------ 本文抜粋 ------
2)カニクイザルの骨髄幹細胞の採取、純化、培養及び移植法の確立ではエリスロポエチンとG-CSF投与により末梢血中の白血球数を増加させアフェレーシスを行った。実施後には白血球数、HCTともに低下したが、2週間で術前値に復帰した。アフェレーシスでは単核細胞が特異的に回収され、回収された単核細胞から磁気ビーズソーティングにより純度の高いCD34陽性細胞が回収できた。また骨髄穿刺法によるCD34陽性細胞回収も成功し、Dynal社の抗体によりカニクイザルの骨髄幹細胞を含むCD34陽性細胞が純化できることが明らかになった。移植後の集中管理では輸血時期、頻度、抗生剤投与、検査間隔等についてマニュアル化することができた。脳疾患を標的とした遺伝子治療の有効性評価を目的とした疾患モデルの開発ではパーキンソン病とEAEモデルの作出を試みた。パーキンソンモデルの作出はMPTPの静脈内連続投与での誘発を試みている。
パーキンソンモデルの作出実験と平行して、治療に用いるアデノ随伴ウイルスベクターにGFP遺伝子を組み込みサル黒質内に投与し、投与部位での遺伝子発現効率を検討する実験を実施中である。
------
取り組む課題
A. 次の(i)〜(iii)がサル実験の報告文の内容と一致するかどうかを、それぞれ「はい」か「いいえ」で答え、根拠となる箇所を報告文からそのまま引用してください。(i) アフェレーシス後に低下した白血球数とHCTは、2週間で術前値に戻った。(ii) パーキンソンモデルの作出では、MPTPの経口投与による誘発を試みている。(iii) 骨髄穿刺法によるCD34陽性細胞の回収はうまくいかなかった。
B. サル実験の報告文によると、サル黒質内に投与するアデノ随伴ウイルスベクターには、何の遺伝子が組み込まれていますか。
C. サル実験の報告文の最後の文に続けて、その先の文章を書いてください。
------ 提供された一覧 ------
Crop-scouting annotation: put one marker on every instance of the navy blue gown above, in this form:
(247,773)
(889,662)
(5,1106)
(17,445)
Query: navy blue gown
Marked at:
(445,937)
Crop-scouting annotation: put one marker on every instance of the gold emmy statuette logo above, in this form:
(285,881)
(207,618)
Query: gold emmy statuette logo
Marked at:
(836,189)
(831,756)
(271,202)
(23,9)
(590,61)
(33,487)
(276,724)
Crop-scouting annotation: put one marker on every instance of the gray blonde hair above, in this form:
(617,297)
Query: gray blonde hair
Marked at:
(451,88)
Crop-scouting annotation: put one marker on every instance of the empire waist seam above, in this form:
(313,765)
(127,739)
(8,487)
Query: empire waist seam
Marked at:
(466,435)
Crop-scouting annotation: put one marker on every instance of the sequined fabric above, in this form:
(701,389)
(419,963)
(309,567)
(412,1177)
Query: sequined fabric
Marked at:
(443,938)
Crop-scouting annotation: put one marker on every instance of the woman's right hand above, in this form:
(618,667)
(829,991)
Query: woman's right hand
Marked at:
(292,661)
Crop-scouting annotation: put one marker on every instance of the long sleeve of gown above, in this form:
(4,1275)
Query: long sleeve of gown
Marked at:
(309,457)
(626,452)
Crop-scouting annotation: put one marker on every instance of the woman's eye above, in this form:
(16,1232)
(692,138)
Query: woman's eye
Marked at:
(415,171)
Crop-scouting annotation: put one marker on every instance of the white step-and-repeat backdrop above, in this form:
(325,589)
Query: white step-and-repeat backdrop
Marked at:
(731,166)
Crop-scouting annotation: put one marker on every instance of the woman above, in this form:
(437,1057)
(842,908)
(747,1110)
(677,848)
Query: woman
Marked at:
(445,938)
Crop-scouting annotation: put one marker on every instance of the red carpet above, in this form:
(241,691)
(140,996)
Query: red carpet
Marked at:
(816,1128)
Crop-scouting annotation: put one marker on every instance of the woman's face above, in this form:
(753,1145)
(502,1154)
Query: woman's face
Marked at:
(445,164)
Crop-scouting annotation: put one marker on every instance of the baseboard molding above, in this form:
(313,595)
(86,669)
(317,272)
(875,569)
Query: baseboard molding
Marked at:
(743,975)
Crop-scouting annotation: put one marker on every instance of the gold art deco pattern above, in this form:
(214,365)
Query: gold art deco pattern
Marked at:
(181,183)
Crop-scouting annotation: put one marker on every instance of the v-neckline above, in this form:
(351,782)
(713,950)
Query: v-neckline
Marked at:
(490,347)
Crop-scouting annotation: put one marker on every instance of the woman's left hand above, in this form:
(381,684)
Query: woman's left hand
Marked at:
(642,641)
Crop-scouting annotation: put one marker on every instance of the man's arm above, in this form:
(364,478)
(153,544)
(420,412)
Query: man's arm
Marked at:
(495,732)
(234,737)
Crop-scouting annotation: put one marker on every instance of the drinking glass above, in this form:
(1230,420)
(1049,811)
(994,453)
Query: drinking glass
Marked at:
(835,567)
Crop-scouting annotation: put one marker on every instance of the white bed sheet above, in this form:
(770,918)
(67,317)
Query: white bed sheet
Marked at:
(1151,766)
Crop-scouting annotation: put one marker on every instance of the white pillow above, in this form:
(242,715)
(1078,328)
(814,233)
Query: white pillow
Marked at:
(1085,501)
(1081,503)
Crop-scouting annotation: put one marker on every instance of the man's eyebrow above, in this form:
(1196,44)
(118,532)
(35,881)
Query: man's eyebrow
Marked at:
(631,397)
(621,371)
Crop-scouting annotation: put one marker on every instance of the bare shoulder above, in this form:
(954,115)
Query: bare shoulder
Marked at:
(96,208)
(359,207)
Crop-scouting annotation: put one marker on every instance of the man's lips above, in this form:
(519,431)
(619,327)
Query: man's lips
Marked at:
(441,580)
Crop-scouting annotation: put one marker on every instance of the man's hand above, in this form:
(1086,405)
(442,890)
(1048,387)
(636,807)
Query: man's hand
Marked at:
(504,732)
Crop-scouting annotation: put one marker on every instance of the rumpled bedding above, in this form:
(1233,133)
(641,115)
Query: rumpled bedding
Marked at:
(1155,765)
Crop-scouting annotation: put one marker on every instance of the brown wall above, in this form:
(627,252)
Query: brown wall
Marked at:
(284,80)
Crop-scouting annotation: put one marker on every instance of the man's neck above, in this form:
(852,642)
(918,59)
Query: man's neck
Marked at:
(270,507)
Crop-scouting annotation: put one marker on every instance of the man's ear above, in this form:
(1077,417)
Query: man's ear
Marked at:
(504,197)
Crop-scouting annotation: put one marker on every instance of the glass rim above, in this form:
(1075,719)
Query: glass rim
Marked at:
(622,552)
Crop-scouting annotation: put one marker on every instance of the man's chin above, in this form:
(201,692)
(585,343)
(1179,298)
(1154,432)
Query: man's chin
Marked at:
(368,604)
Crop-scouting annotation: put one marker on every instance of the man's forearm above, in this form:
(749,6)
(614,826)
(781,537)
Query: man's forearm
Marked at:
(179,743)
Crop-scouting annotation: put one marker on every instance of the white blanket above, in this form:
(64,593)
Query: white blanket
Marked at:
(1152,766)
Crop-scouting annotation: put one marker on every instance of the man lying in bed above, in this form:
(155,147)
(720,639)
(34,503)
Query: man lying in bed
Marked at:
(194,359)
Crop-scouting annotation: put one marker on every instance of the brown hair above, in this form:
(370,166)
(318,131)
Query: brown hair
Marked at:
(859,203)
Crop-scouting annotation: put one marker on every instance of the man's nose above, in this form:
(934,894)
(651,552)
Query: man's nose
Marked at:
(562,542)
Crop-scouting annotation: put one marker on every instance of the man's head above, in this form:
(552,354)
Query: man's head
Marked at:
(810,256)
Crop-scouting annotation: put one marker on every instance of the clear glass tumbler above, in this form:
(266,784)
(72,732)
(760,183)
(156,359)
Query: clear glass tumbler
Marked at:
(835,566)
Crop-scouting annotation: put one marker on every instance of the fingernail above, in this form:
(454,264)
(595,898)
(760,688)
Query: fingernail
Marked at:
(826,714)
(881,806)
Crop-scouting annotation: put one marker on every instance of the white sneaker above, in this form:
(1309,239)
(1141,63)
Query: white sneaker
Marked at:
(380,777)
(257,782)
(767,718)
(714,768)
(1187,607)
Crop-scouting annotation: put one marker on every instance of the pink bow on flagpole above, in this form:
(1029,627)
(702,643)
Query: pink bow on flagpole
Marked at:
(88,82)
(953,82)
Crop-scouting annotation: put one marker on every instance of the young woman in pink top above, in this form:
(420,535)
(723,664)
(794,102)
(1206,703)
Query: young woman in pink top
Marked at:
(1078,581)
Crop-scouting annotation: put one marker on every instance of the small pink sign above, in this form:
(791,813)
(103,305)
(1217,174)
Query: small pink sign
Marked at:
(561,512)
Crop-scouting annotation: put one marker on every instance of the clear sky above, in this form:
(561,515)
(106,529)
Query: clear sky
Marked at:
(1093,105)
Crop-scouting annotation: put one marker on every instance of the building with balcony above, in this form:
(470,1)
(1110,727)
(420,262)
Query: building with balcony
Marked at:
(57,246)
------
課題別の解答
A.
(i) はい。「実施後には白血球数、HCTともに低下したが、2週間で術前値に復帰した。」
(ii) いいえ。「パーキンソンモデルの作出はMPTPの静脈内連続投与での誘発を試みている。」
(iii) いいえ。「また骨髄穿刺法によるCD34陽性細胞回収も成功し」

B. GFP遺伝子です。

C.
3)サル類の疾患モデル動物の開発:疾患モデル動物の胚や配偶子の保存方法の開発、さらに遺伝子治療法の生殖細胞への評価システムの開発を目指し、発生工学的基盤技術の確立を目的とした研究を進めている。本年度は妊娠カニクイザルにおける膣インピーダンス値の変化について検討し、妊娠早期には高値を 妊娠末期には低値を示すことが明らかになった。またエストロジェンの即日測定による排卵日の推定を基盤データとして膣内腔への人工授精を試みた、これまで霊長類センターでは人工受精に成功しなかったが今回は妊娠例を得ることに成功した。eCG投与回数、hCG投与時期が未性成熟カニクイザルの卵胞発育および回収卵の質に及ぼす影響について検討し、eCG、hCG投与スケジュールを考慮することで卵の質的向上を認めた。雄性生殖細胞に由来する卵子活性化因子について解析し、卵子活性化因子の発現能はマウスとカニクイザルで異なること、受精後その因子は前核に存在すること、精子核周辺活性化物質のみでも卵を活性化する能力を有していることが示された。またカニクイザル精子の凍結保存は生存精子に先体反応様の変化を起こすこと、先体と極体形成領域にスフィンゴミエリンが豊富に認められることを見出した。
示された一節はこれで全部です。